Required work: Output each entry verbatim.

··· Data shown ···

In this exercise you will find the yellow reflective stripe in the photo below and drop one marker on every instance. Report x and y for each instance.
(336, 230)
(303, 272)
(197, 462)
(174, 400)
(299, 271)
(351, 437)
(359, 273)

···

Task output:
In this exercise you will find the yellow reflective stripe in the photo below and drop one marker on every instance. Report x and y for each instance.
(336, 230)
(303, 272)
(197, 462)
(174, 400)
(299, 271)
(351, 437)
(359, 273)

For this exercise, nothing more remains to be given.